[Begin]

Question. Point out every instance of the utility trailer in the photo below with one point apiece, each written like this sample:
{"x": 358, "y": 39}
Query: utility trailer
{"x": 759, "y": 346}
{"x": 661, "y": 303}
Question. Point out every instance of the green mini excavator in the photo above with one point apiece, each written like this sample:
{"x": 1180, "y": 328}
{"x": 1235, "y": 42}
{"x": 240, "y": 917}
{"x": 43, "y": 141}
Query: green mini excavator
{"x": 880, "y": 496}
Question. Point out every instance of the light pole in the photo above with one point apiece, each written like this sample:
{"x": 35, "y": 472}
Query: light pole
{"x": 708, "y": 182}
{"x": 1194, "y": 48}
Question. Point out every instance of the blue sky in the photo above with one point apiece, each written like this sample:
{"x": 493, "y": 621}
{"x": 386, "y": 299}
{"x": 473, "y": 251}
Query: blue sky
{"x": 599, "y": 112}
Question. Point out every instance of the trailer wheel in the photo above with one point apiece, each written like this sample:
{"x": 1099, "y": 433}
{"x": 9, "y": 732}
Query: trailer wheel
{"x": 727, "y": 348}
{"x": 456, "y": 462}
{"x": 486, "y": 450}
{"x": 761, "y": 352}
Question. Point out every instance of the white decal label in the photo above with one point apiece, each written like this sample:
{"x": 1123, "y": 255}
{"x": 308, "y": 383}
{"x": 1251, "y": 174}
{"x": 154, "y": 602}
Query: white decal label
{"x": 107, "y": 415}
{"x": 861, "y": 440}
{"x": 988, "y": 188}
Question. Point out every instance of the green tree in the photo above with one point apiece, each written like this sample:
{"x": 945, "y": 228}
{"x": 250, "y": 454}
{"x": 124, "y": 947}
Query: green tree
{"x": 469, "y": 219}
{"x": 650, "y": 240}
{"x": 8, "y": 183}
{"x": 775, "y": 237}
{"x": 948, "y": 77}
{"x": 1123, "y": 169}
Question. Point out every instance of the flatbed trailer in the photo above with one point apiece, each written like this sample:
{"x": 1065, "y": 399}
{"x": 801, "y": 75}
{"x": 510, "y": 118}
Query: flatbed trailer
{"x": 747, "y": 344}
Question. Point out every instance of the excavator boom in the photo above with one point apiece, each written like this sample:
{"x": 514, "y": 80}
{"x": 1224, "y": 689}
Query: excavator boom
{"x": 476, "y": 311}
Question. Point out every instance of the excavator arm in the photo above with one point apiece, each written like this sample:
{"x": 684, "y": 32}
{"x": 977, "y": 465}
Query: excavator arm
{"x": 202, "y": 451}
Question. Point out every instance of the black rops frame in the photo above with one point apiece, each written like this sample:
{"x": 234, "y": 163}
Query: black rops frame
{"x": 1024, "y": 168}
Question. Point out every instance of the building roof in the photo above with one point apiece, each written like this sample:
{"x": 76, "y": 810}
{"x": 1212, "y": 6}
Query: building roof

[End]

- Description of the task
Reproduce the lines above without any changes.

- Finished exercise
Question. Point out every instance of the utility trailer in the photo below with one point apiece, each written like this sample:
{"x": 358, "y": 39}
Query: utility trailer
{"x": 759, "y": 346}
{"x": 661, "y": 303}
Question. Point out every instance of the green mini excavator in the photo above with one point apiece, each written like this sample:
{"x": 1180, "y": 328}
{"x": 1235, "y": 42}
{"x": 240, "y": 917}
{"x": 43, "y": 141}
Query: green mini excavator
{"x": 880, "y": 496}
Question. Point out every instance of the light pole in the photo above with one point apiece, each written like this sample:
{"x": 35, "y": 472}
Query: light pole
{"x": 708, "y": 182}
{"x": 1194, "y": 48}
Question. Point out every instance of the blue sky in the photo above with one point apiece, each written like this sample:
{"x": 493, "y": 621}
{"x": 386, "y": 299}
{"x": 473, "y": 251}
Query: blue sky
{"x": 599, "y": 112}
Question. Point out every instance of the trailer wheel in the photo above with one point apiece, each written like this sample:
{"x": 1099, "y": 433}
{"x": 9, "y": 732}
Query: trailer wheel
{"x": 727, "y": 348}
{"x": 456, "y": 462}
{"x": 486, "y": 450}
{"x": 761, "y": 352}
Question. Point out every instance of the white decal label in the photo above with one point apiece, each written like this sample:
{"x": 1123, "y": 255}
{"x": 308, "y": 383}
{"x": 1251, "y": 174}
{"x": 154, "y": 602}
Query: white decal label
{"x": 107, "y": 415}
{"x": 861, "y": 440}
{"x": 988, "y": 188}
Question. Point out every instance of the green tree in the photo above with one point apiece, each written like this sample:
{"x": 945, "y": 228}
{"x": 250, "y": 454}
{"x": 124, "y": 947}
Query: green tree
{"x": 469, "y": 219}
{"x": 650, "y": 240}
{"x": 8, "y": 183}
{"x": 775, "y": 237}
{"x": 948, "y": 77}
{"x": 1123, "y": 169}
Question. Point out every instance of the flatbed trailer in the photo above with one point apiece, each written like this sample:
{"x": 1065, "y": 399}
{"x": 801, "y": 75}
{"x": 510, "y": 118}
Query: flatbed trailer
{"x": 747, "y": 344}
Question. Point out every instance of the excavator boom in the photo above with one point apiece, each written like this sample:
{"x": 514, "y": 80}
{"x": 1224, "y": 689}
Query: excavator boom
{"x": 476, "y": 311}
Question. Point out every instance of the excavator arm in the photo above with one point apiece, each written like this sample:
{"x": 684, "y": 32}
{"x": 977, "y": 465}
Query: excavator arm
{"x": 202, "y": 451}
Question. Point out every instance of the black rops frame in the photo above with one point apiece, each written like this sample:
{"x": 234, "y": 163}
Query: black rops frame
{"x": 1024, "y": 168}
Question. Point out every instance of the building roof in the photo above with one point apiece, each written like this sample:
{"x": 76, "y": 810}
{"x": 1212, "y": 6}
Query: building roof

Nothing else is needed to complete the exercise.